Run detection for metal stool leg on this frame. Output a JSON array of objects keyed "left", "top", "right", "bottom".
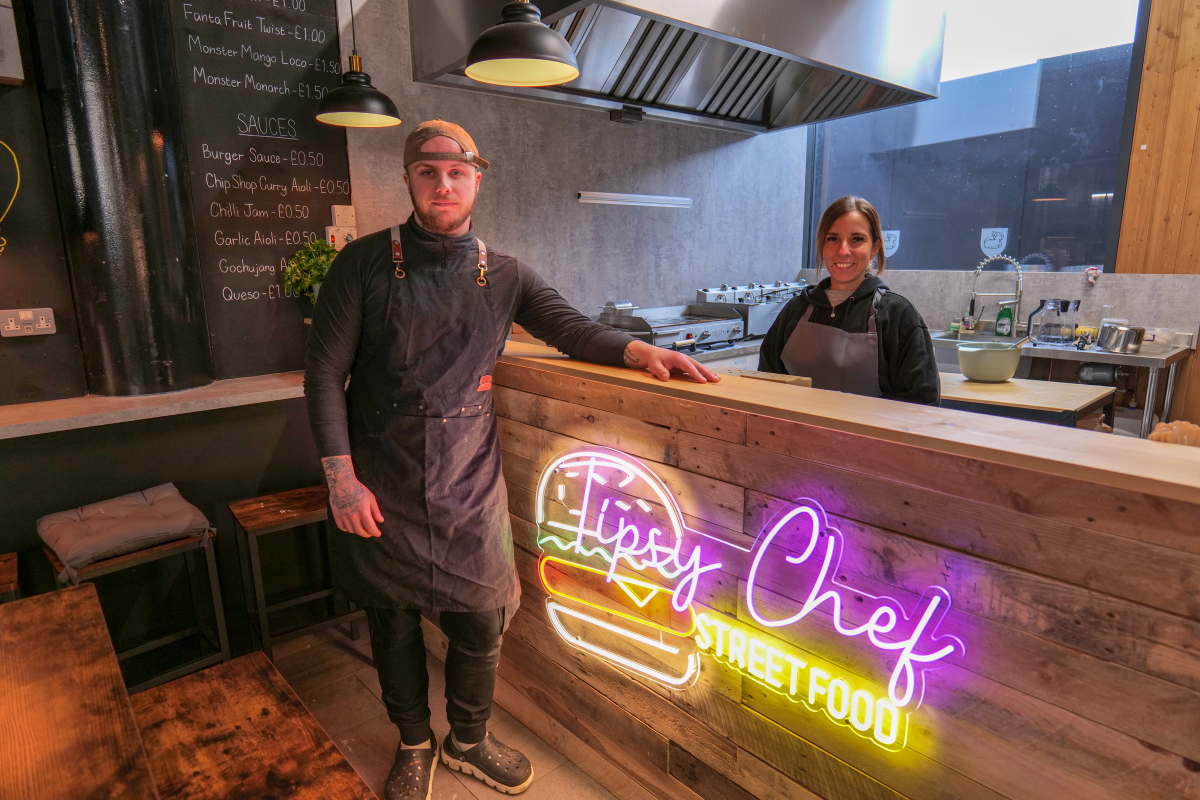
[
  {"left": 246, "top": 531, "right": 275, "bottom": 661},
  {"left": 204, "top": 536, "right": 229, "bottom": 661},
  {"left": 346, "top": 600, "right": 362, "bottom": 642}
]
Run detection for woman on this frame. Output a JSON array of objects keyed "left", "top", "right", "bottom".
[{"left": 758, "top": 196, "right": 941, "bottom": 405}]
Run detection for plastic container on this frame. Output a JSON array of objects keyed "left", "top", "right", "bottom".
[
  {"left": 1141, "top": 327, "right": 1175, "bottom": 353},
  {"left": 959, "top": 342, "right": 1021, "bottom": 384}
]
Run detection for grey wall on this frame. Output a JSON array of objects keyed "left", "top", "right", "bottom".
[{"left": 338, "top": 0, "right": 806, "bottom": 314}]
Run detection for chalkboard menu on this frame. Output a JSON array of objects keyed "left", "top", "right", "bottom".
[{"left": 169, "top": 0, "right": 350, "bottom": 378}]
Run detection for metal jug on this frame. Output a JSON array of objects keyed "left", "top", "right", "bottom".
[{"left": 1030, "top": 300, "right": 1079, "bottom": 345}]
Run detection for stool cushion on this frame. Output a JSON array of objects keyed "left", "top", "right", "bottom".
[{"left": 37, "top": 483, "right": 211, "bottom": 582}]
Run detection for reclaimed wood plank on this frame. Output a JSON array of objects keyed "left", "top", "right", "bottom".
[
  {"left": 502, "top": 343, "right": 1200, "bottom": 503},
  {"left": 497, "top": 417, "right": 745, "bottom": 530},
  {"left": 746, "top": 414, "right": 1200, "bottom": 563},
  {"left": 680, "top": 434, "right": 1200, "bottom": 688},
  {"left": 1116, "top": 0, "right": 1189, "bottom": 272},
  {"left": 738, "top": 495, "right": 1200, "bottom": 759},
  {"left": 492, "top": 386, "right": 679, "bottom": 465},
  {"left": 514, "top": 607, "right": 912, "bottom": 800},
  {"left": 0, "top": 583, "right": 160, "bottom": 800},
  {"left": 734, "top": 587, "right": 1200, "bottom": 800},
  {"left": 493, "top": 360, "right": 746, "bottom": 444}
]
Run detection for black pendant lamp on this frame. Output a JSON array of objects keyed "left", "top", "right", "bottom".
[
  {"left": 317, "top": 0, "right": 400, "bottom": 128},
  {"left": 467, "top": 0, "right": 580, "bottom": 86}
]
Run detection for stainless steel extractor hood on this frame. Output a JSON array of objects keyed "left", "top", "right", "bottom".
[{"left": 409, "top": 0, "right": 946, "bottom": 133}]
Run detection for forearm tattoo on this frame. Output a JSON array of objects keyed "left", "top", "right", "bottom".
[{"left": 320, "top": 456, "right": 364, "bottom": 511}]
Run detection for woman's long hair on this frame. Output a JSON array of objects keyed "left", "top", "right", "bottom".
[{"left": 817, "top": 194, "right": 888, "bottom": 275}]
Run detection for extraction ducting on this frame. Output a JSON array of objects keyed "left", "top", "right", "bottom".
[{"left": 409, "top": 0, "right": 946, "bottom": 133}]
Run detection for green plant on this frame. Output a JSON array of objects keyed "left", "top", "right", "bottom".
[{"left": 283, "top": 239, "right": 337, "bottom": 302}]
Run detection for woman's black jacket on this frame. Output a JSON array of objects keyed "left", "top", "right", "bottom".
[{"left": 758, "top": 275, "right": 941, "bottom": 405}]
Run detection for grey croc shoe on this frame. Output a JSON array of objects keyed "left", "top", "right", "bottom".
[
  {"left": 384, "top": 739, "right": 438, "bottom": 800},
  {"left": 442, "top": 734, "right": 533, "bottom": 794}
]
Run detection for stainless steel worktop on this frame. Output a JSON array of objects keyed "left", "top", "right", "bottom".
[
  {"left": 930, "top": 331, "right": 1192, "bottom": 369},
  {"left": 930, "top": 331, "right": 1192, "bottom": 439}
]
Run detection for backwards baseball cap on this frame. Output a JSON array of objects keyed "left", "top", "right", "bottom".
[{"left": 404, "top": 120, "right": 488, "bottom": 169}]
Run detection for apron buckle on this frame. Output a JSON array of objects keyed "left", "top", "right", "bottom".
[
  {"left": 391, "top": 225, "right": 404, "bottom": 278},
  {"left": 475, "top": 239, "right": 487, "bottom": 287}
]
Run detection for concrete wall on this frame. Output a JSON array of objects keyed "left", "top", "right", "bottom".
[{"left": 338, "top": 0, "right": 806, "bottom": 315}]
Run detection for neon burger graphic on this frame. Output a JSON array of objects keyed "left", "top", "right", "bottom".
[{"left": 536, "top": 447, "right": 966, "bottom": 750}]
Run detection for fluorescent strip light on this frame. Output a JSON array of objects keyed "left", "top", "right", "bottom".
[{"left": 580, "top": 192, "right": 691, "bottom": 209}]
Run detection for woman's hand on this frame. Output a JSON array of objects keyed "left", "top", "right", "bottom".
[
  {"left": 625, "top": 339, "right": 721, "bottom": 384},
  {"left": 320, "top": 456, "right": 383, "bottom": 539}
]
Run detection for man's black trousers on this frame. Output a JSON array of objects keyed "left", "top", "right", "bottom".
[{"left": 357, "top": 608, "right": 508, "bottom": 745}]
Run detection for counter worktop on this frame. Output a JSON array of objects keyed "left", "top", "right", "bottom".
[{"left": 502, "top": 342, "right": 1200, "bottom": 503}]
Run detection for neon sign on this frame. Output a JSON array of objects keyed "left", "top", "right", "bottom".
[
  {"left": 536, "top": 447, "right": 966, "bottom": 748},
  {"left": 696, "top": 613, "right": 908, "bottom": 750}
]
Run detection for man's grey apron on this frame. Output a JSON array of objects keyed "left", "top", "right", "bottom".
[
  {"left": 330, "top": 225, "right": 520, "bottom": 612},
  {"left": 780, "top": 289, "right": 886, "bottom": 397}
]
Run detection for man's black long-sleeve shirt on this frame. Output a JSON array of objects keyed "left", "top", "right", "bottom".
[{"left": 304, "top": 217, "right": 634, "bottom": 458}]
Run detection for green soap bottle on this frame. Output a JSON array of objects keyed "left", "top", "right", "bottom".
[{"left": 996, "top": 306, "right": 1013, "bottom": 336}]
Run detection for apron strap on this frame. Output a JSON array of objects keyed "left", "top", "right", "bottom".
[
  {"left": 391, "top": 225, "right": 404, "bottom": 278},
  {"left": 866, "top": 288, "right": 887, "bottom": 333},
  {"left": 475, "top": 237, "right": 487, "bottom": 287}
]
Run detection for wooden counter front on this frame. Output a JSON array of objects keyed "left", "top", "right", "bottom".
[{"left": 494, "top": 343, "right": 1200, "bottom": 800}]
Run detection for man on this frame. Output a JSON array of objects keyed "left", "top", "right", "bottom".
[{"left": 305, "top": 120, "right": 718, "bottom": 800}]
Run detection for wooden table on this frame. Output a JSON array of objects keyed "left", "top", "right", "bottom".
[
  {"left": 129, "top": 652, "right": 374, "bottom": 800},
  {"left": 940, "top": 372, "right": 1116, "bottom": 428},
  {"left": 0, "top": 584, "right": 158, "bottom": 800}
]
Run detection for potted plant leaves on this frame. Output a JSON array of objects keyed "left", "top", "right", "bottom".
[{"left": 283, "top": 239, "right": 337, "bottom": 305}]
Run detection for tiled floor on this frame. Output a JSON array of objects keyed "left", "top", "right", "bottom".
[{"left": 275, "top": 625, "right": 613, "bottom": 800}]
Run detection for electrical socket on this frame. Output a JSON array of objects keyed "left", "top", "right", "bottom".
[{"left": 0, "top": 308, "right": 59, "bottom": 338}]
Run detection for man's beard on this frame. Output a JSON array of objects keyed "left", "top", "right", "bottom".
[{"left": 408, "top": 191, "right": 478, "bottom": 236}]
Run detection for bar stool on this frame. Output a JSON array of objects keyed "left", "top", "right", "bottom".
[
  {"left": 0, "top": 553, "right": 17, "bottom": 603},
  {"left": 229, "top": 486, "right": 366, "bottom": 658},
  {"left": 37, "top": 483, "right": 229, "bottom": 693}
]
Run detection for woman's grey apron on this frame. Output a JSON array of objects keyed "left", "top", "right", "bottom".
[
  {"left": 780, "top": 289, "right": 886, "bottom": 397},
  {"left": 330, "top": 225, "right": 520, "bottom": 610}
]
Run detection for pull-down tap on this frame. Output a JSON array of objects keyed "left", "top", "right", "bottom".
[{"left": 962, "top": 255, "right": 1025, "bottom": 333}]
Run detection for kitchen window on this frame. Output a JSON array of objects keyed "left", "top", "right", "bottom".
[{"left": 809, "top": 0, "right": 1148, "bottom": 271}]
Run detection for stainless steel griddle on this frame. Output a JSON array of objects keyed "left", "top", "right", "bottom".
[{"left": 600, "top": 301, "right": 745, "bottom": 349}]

*To be done:*
Find every line in the material above that contains the word "stool", and copy each one out in full.

*Task solution:*
Run detection for metal stool leg on this frame. Output a JSON array of objects keyed "left", "top", "right", "bottom".
Run detection for stool cushion on this frame. Output a JSON array of objects keyed "left", "top", "right", "bottom".
Run detection for bar stool on this frame. Output a JSON array of objects keyed "left", "top", "right", "bottom".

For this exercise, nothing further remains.